▶ _Text section_
Monday 17 September 2012

BOTTLEMART SHARKY'S OZ 7in7 DAY 4 REPORT


Written by John Leyshon

Stats for the day by Raymond “Georgina” Smith
Course:Caiguna to Madura
Distance: 156.513 kms
Ride Time:6 hours 34 min 58 sec 21/100th
Average speed:23.8km/h
Metres climbed:512.371 metres
Min Elevation:48 metres
Temperature min:282.2 Kelvin
Temperature max:78.4 Degrees Fahrenheit
Wind direction:Straight on the snoz – Dead East (blustery headwind gusting to 40+km/hr)
Longest straight stretch of road: 6.4km early in the day – in the first 6.7km
Corners in total – a plethora

Road Kill Count by Craig “Baby Gorilla” Mitchell
625 x Skippy’s
1 x Crow
x Snake
x Emu
x Eagles
x Blue Tongue Lizard
1 x Parrot – that parrot looks dead. It’s just a little bit sick
1 x Galah
1 x Cat – sadly out of its depth
4 x Rabbits
1 x Pheasant
10 x UFO (unidentified flat object!)

Honourable Mentions
1 x live snake
40 x temporarily alive kangaroos
1 x live dingo
1 x flock of galahs
8 delirious Smiddy Riders

We woke up this morning in our digs at Caiguna where for $20 per head we got a room for the night. Thanks so much to the Road House owners there for giving us a special rate. Ray went the extra yard early this morning and was bustling around themen’s toilet block talking to grey nomads whilst in the buff trying to drum up some donations.

After a restless night, the Big Gorilla, aka the Siberian Bear Hunter revealed to us that he doesn’t actually sleep at night. He actually just lies there throwing off mating calls into the night – long loud mating calls sometimes mistaken for actual human snoring.

▶ _Data shown_
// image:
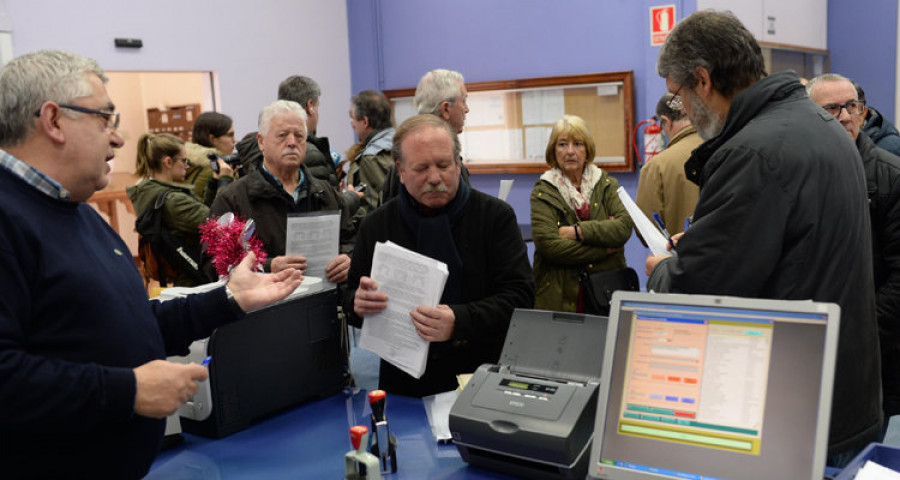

▶ _Instructions for the task_
Carry on the Caiguna-to-Madura ride report from its last sentence shown, keeping its voice.

▶ _Final result_
After breakfast we rolled out at 7am and about 200m down the road we entered the zone known as……the central western time zone. I didn’t even know it existed. But apparently it stole 45 minutes of our lives and it has taken us 46 minutes to ride 300m. This was going to be a loooong day.

There are always a couple of bets on about the yellow room. The yellow room is the place firstly invented by fellow Smiddy Rider and legend bloke David Colahan. When you’ve drunk too much and you pushed off without that last minute sneaky wee, the foundations are in place for construction of the yellow room. Over a period of sometimes minutes, the walls of the yellow room are built. There are no windows and sometimes only one door – with a deadbolt and padlock on the outside. Sharky builds a yellow room faster than any bloke I know. Tony Ganter is a solid builder and Mel is surprisingly good at the finer points of construction.

Today Sharky called for the yellow room at 7.5km and we pushed through to 9.95km although Sharky pulled up 30m earlier than the rest of us through shear desperation.Sharky lost the bet…again. What it is – Day 4 and Sharky is 4 for 4.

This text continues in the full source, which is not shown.